## GIVEN PASSAGE
------------------------------------------------

House of Cards: Season 3 Episode 1 Recap/Review
Note: major spoilers ahead.
In the opening scene of the Netflix Original Series’ third season premiere, we see a motorcade running through the rural town of Gaffney en route to a cemetery. Frank Underwood, now President of the United States, is visiting the grave of his deceased father. But this is only for show, to make Frank appear “more human.” Kevin Spacey breaks the fourth wall to explain this annoying necessity to uphold a public image of humanity, and the realization sets in that a year of waiting for more House of Cards is finally over.
Following the opening titles, we see the back of the head of Michael Kelly’s ever-loyal Doug Stamper, who was left for dead in the woods at the end of season two. The writers, probably realizing that they can’t kill off every great actor from the show, thankfully grant us more Kelly. We see Stamper undergoing surgery and laying in a hospital bed incapacitated while his brother reads him the news (which includes a synopsis of what sounds like the most intense World Series game in history). Stamper is bent out of shape, to say the least. Suffering from brain damage sustained from the rock to his temple, Stamper is informed that his motor skills and emotional stability are in jeopardy.

------------------------------------------------

## ENTRIES PROVIDED
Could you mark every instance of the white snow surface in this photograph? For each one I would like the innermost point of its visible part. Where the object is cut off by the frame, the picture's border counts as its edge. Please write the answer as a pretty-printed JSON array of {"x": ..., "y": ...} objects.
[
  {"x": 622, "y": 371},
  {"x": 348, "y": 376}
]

------------------------------------------------

## TASKS FOR THIS EXERCISE
1 – Translate this sentence from the House of Cards recap into Spanish: "Frank Underwood, now President of the United States, is visiting the grave of his deceased father."
2 – Continue the House of Cards recap from its last sentence.

## ANSWERS TO THE TASKS
1 – Frank Underwood, ahora presidente de los Estados Unidos, está visitando la tumba de su difunto padre.

2 –
We follow Stamper for some time. Apparently, Underwood’s approval rating is abysmal, and Stamper is determined to get back to the White House before Underwood’s 2016 Presidential Campaign gets into full swing.
Claire Underwood (Robin Wright) pays Stamper a visit, and they concoct a believable cover story that he can relay to the police. The problem of Rachel’s (Rachel Brosnahan) whereabouts still floats around Stamper’s plotline, as does his emotional attachment to her.
It becomes abundantly clear throughout the episode that Underwood is distancing himself from Stamper. The contacts list on his phone has been wiped. The phone number he is given from Claire as a line to the White House is for “emergencies only.” As it stands midway through the episode, when Stamper breaks down crying in his home, he is physically, emotionally, and politically powerless.
Michael Kelly is at the top of his game in this season opener. The emotional depth of his character is on full display with quiet and contemplative body language. The inclusion of Stamper’s brother adds another layer to the character’s intense admiration for his position and loyalty to Underwood. The scene where Stamper first comes home after being discharged from the hospital is beautifully icy.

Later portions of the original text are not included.